### Required work
a – Summarize the spooky author identification notebook tutorial in two sentences.
b – Proceed with the spooky author identification notebook tutorial from the point where it stops.

### Document extract
--- BEGIN ---
Spooky Author Identification

By: Courtney Ferguson Lee

Introduction

This notebook tutorial will demonstrate how to use natural language processing to identify authors from text excerpts. The authors include Edgar Allen Poe, HP Lovecraft and Mary Shelley. It will also serve as my initial entry into Kaggle's natural language contest of the same name. The purpose is not to get to the top of the Kaggle leaderboard, but to help beginners develop their understanding of text learning. We'll start by exploring the structure of the data, then clean up any inconsistencies and create a few visualizations before feeding the data into our algorithm.

Load Modules

There are a lot of libraries below, so it may be prudent to explain the purpose of a few of the major players. Pandas and Numpy will be used to manipulate our CSV files as necessary, while matplotlib and seaborn will be used to create visualizations so that we can better understand our data. The natural language processing modules will be used to reformat and manipulate our text data so that we can feed it into our machine learning models.

In [1]:
# Data Manipulation
import pandas as pd
import numpy as np
pd.set_option('max_colwidth', 200)
from IPython.display import display

# Visualizations
%matplotlib inline
import matplotlib.pyplot as plt
plt.rcParams['figure.figsize'] = [12, 8]
import seaborn as sns
sns.set_style('white')
colors = sns.color_palette()
--- END ---
### Information shown
--- BEGIN ---
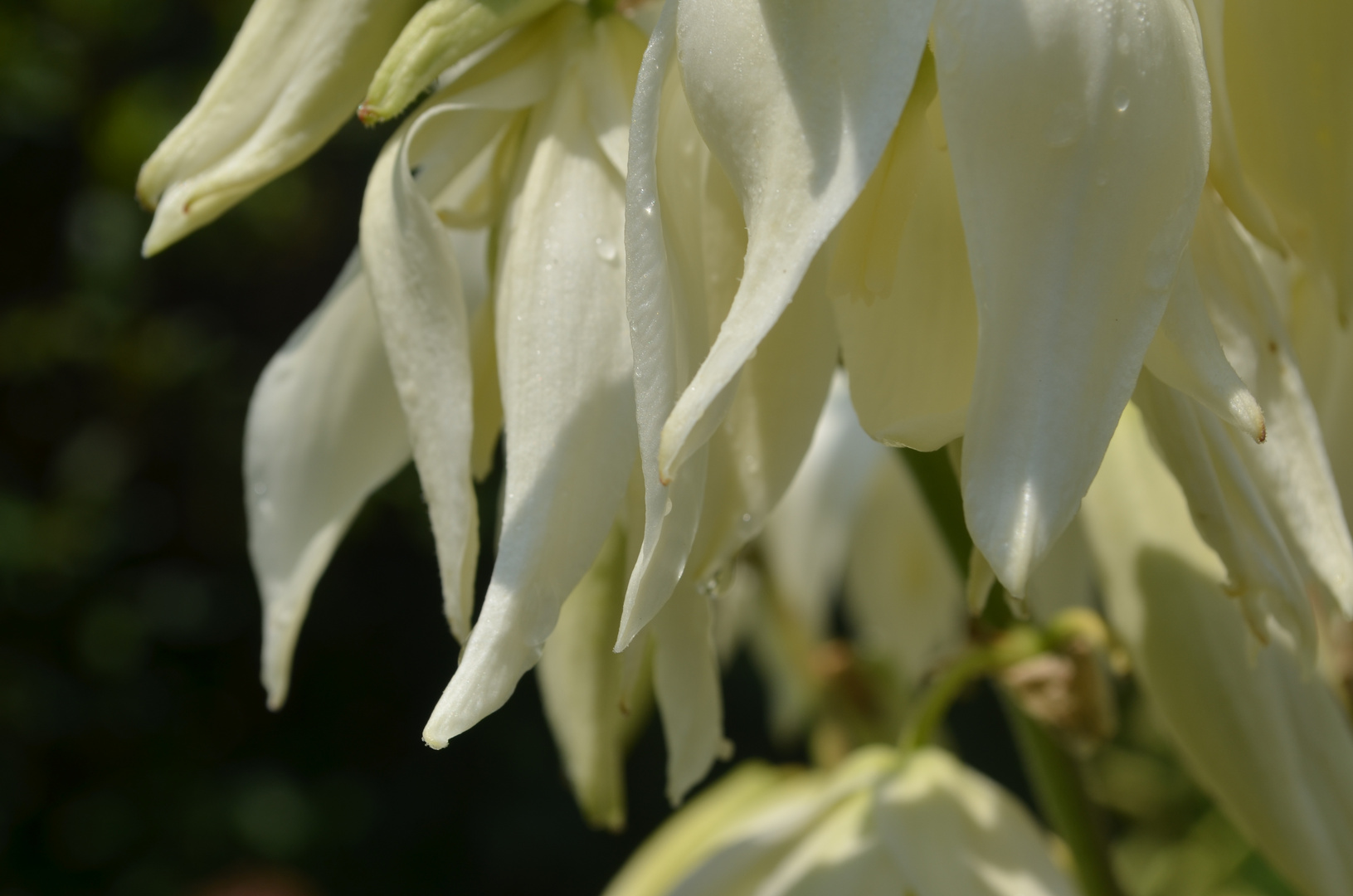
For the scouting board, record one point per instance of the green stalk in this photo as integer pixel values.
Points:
--- END ---
### Answers by task
a – This notebook tutorial by Courtney Ferguson Lee shows how to use natural language processing to identify Edgar Allen Poe, HP Lovecraft, and Mary Shelley from text excerpts. It is also an initial entry in Kaggle's natural language contest of the same name, meant to help beginners understand text learning rather than to reach the top of the leaderboard, and it explains that Pandas and Numpy will manipulate the CSV files, matplotlib and seaborn will create visualizations, and natural language processing modules will reformat the text for the machine learning models.

b –
import missingno as msno

# Misc
from time import time

# Natural Language Processing
import re
from google.cloud import language
from textblob import TextBlob as tb
import nltk
from nltk.corpus import stopwords
from nltk.stem.snowball import SnowballStemmer
from nltk.stem.wordnet import WordNetLemmatizer
from nltk.corpus import wordnet
from sklearn.feature_extraction.text import CountVectorizer, TfidfVectorizer, TfidfTransformer

# Machine Learning Models
from sklearn.model_selection import train_test_split, cross_val_score
from sklearn.model_selection import GridSearchCV
from sklearn.pipeline import Pipeline
from sklearn.svm import LinearSVC
from sklearn.linear_model import LogisticRegression, SGDClassifier
from sklearn.naive_bayes import MultinomialNB
from sklearn.ensemble import RandomForestClassifier

from sklearn.metrics import accuracy_score, confusion_matrix

Load Data

Our data is given to us in the form of two CSV files containing excerpts from each of the above 3 authors. We have a labeled dataset ("train.csv") which we will use to train our classifier and an unlabeled testing dataset aptly named "test.csv".

In [2]:
train = pd.read_csv('data/train.csv')
test = pd.read_csv('data/test.csv')
sample_submission = pd.read_csv('data/sample_submission.csv')

train_df = pd.DataFrame(train)
test_df = pd.DataFrame(test)

Data Structure

Our training data is composed of 19,579 records and 3 variables: id, text and author. According to the contest page, the id column is a unique identifier for each sentence, which doesn't seem very useful right now. Assuming all exerpts were randomly selected, there shouldn't be any clear patterns from each exerpt's ID.

In [3]:
display(train_df.shape)
display(train_df.info())
display(train_df.describe())
(19579, 3)
<class 'pandas.core.frame.DataFrame'>
RangeIndex: 19579 entries, 0 to 19578
Data columns (total 3 columns):
id        19579 non-null object
text      19579 non-null object
author    19579 non-null object
dtypes: object(3)
memory usage: 459.0+ KB
None
id text author
count 19579 19579 19579
unique 19579 19579 3
top id07303 I escaped from them to the room where lay the body of Elizabeth, my love, my wife, so lately living, so dear, so worthy. EAP
freq 1 1 7900

Feature Engineering

The unicode characters aren't playing nicely with textblob or nltk. Let's convert them to ascii strings for now. We risk losing information from special characters, but if that becomes an issue we'll come back to this later.

In [4]:
train_df.text = train_df.text.str.decode('utf-8', 'ignore')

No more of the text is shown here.